#### Goals
1. Answer these questions from the merge sort text, one a line:
(a) How many comparisons does it take to make a sorted collection of n elements from two smaller sorted collections?
(b) Which chapter is set aside for getting the memory usage down to one additional Array of length n?
(c) What type does the recursive mergeSort function take and return?
2. Please list, in order, the steps of the general idea of a merge sort given in the first paragraph of the merge sort text.

** Start Extract provided **

The first sort we want to consider is the merge sort. The general idea of a merge sort is that we are given a collection that we break into two even pieces. Each of those pieces is sorted individually and then the sorted results are merged back together.

This is a fast sort algorithm because the merge operation is O(n). The reason for this is that when you want the lowest element from either collection, you do not have to look through all the elements, you only need to consider the elements at the low ends of the two collections. That means you only do one comparison. To find the next lowest element you again do one comparison. So you can make a sorted collection of n elements from two smaller sorted collections with only n − 1 comparisons. The fact that you are repeatedly cutting the collection in half means that you get down to a single element in log2(n) cuts. This gives an overall performance of O(n log(n)). For large values of n, this is much better than the O(n2) performance of earlier sorts.

There is one minor problem with the merge sort, it can not be done in-place. Recall that this means that it takes additional memory at least proportional to n to to complete the sort. A well-crafted merge sort can get everything done with one additional Array of length n. Getting the memory usage down to that level is a bit complex so we will leave that for chapter 28. In this chapter, we will use the inability to do the sort in-place as an excuse for showing you the sort using Lists, which require extra work space anyway because they are immutable.

The first solution that we will look at is all recursive. It has a recursive mergeSort function that takes a List[Int] and returns a List[Int].1 This uses a recursive merge function to put the Lists together.

** End Extract provided **
** Start Collected data **

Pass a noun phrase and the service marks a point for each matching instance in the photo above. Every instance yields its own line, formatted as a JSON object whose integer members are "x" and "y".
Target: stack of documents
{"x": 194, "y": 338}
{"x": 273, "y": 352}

** End Collected data **

#### Answer set
1.
(a) n − 1 comparisons
(b) Chapter 28
(c) List[Int]

2.
1. Break the given collection into two even pieces.
2. Sort each of those pieces individually.
3. Merge the sorted results back together.